EXERCISE PASSAGE ::
# Can you BMI stop you being able to adopt through a local authority?



## hle (Dec 21, 2014)

My husband and I are starting to look into adoption through a local authority, probably Bradford. My husband and I have a BMI at just over 40, is this something that will be a barrier to adoption? I can't find any information about it that is specific. I rang the LA and requested an information pack. I mentioned BMI and they said it can have an effect on whether an application is successful or not, but wasn't very specific. My dh and I are healthy, work full time, go the gym and have no medical conditions.

Can anyone help?

Thanks


----------



## Darcy2012 (Jul 16, 2014)

Hi
My husband and I are adopting through our local authority, in fact go to panel in 2 weeks! I was concerned when initially applying as mine was 33. However it has not been an issue , we completed our medical forms and there is a section to complete regarding diet, lifestyle etc. I said I cooked from scratch (mainly) and walk my dog, Zumba, yoga and was aware I needed to reduce my BMI and they were happy with that. My social worker said the medical adviser didnt even comment on it so that was a relief!
I think they are more concerned you live a healthy lifestyle and would encourage your children to do the same. I can only speak from my experience with my local authority but our experience had been a good one.

Hope that helps, I don't really post on here but wanted to reply as I know it worried me. Am sure others will comment with their experiences there always seems to be lots of good advice on this forum.

Good luck


----------



## hle (Dec 21, 2014)

Thank you for posting, that has helped put my mind more at resT. My Bmi though is 44. I am bringing it down though (have lost 1.5 stones) and I exercise and go to the gym
gym and touch wood don't gave any health complaicomplaints. I wonder if bmi at that level will mean being turned down. There is nothing specific I can find. If that was the only reason would they advise you lose weight before the panel do you think?

Good luck with your adoption, how exciting.


----------



## Darcy2012 (Jul 16, 2014)

I think if you are showing that you are working to bring it down and you discuss it with them from the start you will be okay and like you say if you can show them you have been working on it up to panel it shows your commitment. I brought it up with them in my initial visit. My GP who did our medicals also commented that we were fit and healthy as they have a section to complete on the medical form. You sound as though you are doing everything you can to prepare yourselves and you lead active lifestyles.

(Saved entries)
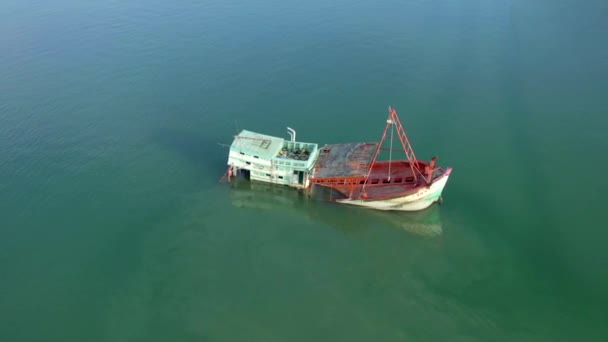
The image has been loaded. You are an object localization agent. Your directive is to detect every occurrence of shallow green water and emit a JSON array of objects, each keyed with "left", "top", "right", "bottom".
[{"left": 0, "top": 0, "right": 608, "bottom": 341}]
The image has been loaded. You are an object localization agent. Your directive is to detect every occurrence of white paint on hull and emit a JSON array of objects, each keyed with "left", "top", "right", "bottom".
[{"left": 336, "top": 168, "right": 452, "bottom": 211}]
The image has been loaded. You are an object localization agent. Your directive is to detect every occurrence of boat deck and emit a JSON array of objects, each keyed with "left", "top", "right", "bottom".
[{"left": 314, "top": 143, "right": 378, "bottom": 179}]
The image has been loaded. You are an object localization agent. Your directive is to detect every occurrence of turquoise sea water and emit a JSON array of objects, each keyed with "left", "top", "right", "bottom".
[{"left": 0, "top": 0, "right": 608, "bottom": 341}]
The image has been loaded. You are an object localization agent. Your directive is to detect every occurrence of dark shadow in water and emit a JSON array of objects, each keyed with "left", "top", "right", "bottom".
[
  {"left": 152, "top": 129, "right": 228, "bottom": 182},
  {"left": 230, "top": 180, "right": 442, "bottom": 237}
]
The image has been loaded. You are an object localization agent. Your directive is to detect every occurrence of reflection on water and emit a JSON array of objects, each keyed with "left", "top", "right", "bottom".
[{"left": 230, "top": 180, "right": 442, "bottom": 237}]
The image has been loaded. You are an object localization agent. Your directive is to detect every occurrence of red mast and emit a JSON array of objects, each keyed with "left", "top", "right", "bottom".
[{"left": 361, "top": 106, "right": 422, "bottom": 198}]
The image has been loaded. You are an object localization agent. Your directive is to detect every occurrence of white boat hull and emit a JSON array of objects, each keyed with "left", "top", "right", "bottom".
[{"left": 336, "top": 169, "right": 452, "bottom": 211}]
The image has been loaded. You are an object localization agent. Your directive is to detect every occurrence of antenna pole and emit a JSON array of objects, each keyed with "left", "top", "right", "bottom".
[{"left": 387, "top": 119, "right": 394, "bottom": 182}]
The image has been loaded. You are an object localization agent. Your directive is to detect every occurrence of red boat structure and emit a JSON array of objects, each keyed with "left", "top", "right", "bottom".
[{"left": 223, "top": 107, "right": 452, "bottom": 211}]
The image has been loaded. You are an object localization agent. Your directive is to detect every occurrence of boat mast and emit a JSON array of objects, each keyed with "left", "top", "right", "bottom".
[{"left": 359, "top": 106, "right": 422, "bottom": 197}]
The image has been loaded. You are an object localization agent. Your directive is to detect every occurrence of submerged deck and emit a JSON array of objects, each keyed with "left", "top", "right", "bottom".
[
  {"left": 311, "top": 143, "right": 443, "bottom": 200},
  {"left": 313, "top": 143, "right": 378, "bottom": 181}
]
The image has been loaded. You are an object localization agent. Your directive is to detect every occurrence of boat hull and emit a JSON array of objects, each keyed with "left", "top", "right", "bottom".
[{"left": 336, "top": 168, "right": 452, "bottom": 211}]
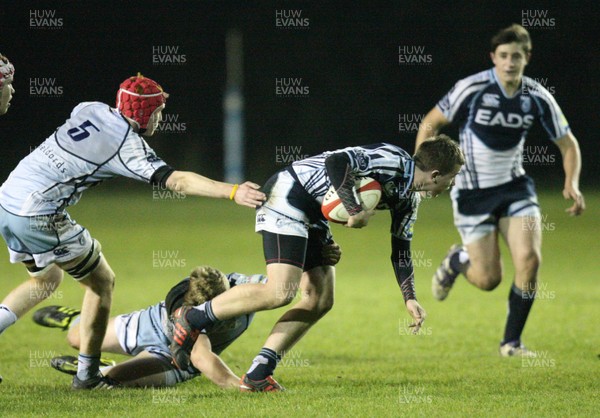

EXERCISE DIRECTIONS :: In the forum thread on BMI and adoption, list each claim hle makes about the couple in the sentence that begins "My dh and I are healthy". Answer using only the forum thread on BMI and adoption.

YOUR SOLUTION ::
- They are healthy.
- They work full time.
- They go to the gym.
- They have no medical conditions.